What you are asked to do:
Transcribe the entries that follow, every word as written, and drop the pictures.

Source material:
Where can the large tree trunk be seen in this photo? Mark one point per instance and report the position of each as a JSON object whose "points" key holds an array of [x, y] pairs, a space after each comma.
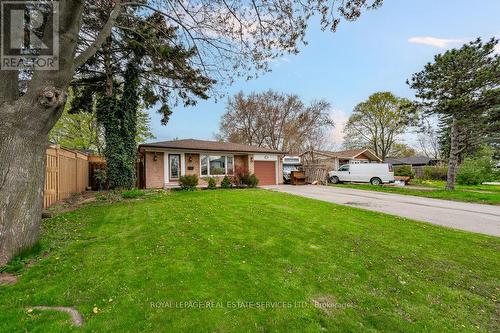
{"points": [[23, 141], [21, 190], [454, 154]]}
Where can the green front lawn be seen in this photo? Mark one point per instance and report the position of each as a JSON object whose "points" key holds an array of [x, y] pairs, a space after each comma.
{"points": [[182, 261], [484, 194]]}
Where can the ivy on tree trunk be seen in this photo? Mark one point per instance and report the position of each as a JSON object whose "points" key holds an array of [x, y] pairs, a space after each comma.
{"points": [[118, 115]]}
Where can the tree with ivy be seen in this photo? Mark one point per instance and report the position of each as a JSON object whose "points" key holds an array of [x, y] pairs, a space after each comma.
{"points": [[462, 87]]}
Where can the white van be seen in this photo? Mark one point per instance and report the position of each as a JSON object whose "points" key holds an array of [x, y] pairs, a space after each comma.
{"points": [[374, 173]]}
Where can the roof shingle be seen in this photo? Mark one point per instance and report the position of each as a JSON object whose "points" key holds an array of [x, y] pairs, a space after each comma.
{"points": [[193, 144]]}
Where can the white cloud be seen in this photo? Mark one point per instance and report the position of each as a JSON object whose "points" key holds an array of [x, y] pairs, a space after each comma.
{"points": [[433, 41]]}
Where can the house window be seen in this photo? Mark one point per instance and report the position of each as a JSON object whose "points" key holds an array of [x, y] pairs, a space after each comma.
{"points": [[214, 165]]}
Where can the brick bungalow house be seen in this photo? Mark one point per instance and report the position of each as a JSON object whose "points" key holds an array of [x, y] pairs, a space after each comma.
{"points": [[164, 162]]}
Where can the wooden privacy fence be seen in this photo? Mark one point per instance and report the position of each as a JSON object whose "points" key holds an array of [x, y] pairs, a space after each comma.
{"points": [[66, 173]]}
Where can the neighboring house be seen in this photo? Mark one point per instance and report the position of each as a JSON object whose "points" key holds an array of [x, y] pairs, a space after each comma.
{"points": [[334, 159], [165, 162], [414, 161]]}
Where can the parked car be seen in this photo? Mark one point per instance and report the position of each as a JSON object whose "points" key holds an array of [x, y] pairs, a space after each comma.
{"points": [[373, 173], [290, 163]]}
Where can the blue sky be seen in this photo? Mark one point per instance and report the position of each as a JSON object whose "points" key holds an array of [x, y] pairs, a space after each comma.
{"points": [[378, 52]]}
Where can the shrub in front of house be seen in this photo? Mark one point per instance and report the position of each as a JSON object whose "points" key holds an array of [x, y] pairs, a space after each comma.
{"points": [[226, 182], [249, 180], [404, 171], [188, 182], [435, 173], [132, 194], [211, 183], [474, 171]]}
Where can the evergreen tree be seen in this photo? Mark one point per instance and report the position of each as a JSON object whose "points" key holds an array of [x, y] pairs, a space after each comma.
{"points": [[463, 88]]}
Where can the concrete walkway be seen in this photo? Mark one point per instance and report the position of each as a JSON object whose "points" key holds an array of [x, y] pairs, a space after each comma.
{"points": [[479, 218]]}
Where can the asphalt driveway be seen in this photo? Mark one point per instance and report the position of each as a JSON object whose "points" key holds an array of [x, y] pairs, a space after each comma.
{"points": [[459, 215]]}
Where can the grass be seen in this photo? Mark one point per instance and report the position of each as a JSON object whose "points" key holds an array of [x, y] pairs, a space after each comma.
{"points": [[145, 263], [484, 194]]}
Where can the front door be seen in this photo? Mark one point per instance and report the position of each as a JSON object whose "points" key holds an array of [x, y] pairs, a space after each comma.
{"points": [[175, 166], [344, 173]]}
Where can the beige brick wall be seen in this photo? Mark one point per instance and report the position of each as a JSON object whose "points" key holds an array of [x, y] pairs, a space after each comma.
{"points": [[250, 164], [195, 164], [280, 169], [154, 170], [241, 163]]}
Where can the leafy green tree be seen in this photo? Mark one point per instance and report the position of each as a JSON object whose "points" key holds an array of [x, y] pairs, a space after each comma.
{"points": [[402, 150], [82, 130], [462, 87], [378, 123], [78, 131]]}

Expected answer:
Where can the large tree trunk be seen in this photo? Mark one point per instance and report the position of each as a JSON object whose "points" key holds an array of [x, y] pairs, a space after each comma.
{"points": [[23, 141], [21, 190], [454, 154]]}
Where can the green front lawn be seen in this photo? Mark one point per instance and report the position of each as a JSON object whose "points" key holds an array of [x, y] pairs, a space after each comma.
{"points": [[182, 261], [484, 194]]}
Where can the ivy on tree trunk be seen in this photo? Mark one point per instance and report the position of each as a JSON object whose "points" key holds an array of [x, y] pairs, a space after each comma.
{"points": [[118, 115]]}
Where can the tree with ivy be seen in this photo? Mark one point per instance and report the position of each as a JSON object whose "points" key holds an array of [x, y] pairs, a space after each comma.
{"points": [[462, 87]]}
Where can the white van be seen in this photo? Mark one point per instance and report the position of each as a JSON object whose "points" key holds an array of [x, y] pairs, a space after each comma.
{"points": [[374, 173]]}
Where can the roof shingle be seen in this photo? Mark one point per instance and report the position of each as a JSON object whose "points" key holds an array of [x, y] pairs, a space after each comma.
{"points": [[193, 144]]}
Where can the white cloud be seen in this photo? Mark one point per instance and report the position of each as a JSON object whose "points" key holds an array of [x, y] pairs, a space after each comma.
{"points": [[433, 41]]}
Where can the house window be seen in this photo? Mark one point per instance and report the position of each as a JSON object whose "points" key holds an array of [x, y] pairs, a space after each comma.
{"points": [[214, 165]]}
Where can the brick bungalow house be seen in this photo? Mark one point per instance and report the position of each as a JSON object whose "points" key holds an array of [x, y] pairs, a space after each comma.
{"points": [[164, 162]]}
Where can the wooden privacy fence be seen in this photo? Mark one point per instance and report the position of each as a JSON object whose "points" key holds an array of [x, y] pairs, a space after each comma.
{"points": [[66, 173]]}
Where can the neighboring house be seen in this photo? Mark one point per instance and report the position of each as a JSON object whose "points" key holds an array of [x, y] pairs, a space after each comma.
{"points": [[334, 159], [165, 162], [414, 161]]}
Where can the parked car be seen in this photo? Mark one point per instance and report the position of each as a JSON object whose "points" key holds an array of [x, y] pairs, a space after each comma.
{"points": [[373, 173], [290, 163]]}
Where can the blue sky be seen in this photo? Mark one point per instance and report the position of each as a JSON object whose "points" key holds an array of [x, y] pairs, a space after each comma.
{"points": [[378, 52]]}
Where can the shrub in front of house be seen in this photo? Mark one point per instance and report the position of each as a JSON object whose "points" key holds an array of [x, y] pairs, a space after each comma.
{"points": [[226, 182], [249, 180], [404, 171], [188, 182], [435, 173], [132, 194], [211, 183], [474, 171]]}
Where can the evergreen tree be seen in this photo? Mark one point per instance and report the position of each as a JSON object whose "points" key holds an array of [x, y] pairs, a space after each comma.
{"points": [[463, 88]]}
Where can the concrete walkway be seen in this photo? Mark one point per instance and report the position of each as a JSON object whose "points" key holds an array of [x, y] pairs, a space after each comma.
{"points": [[479, 218]]}
Where can the asphalt driveway be seen in this photo? Mark one point per instance and report the position of each as a JSON object whose "points" key holds an array of [x, y] pairs, a space after each comma.
{"points": [[459, 215]]}
Where can the grass be seen in this photo? Mark one point per instance and report the position of each as a JSON object whose "points" key holds an array of [x, y] pairs, a space after each comma.
{"points": [[145, 263], [484, 194]]}
Where can the front door be seen in this photo? Mark one point per instance and report the position of each as a JSON object whose "points" key holds an array of [x, y] pairs, a space after each comma.
{"points": [[175, 166], [344, 173]]}
Where can the beige brick wall be seen in this photo? Mark one point per instance and report the position of each as a JSON object whose "points" key holds an array of [x, y] pairs, a space after each comma.
{"points": [[250, 164], [195, 164], [280, 169], [154, 170], [241, 163]]}
Where can the leafy green tree be seen in this photo? Mark one point per instance and report the position of each as a JSON object whose "points" key holds an array of [x, y] pairs, a space after each comma.
{"points": [[402, 150], [82, 130], [462, 87], [378, 123], [78, 131]]}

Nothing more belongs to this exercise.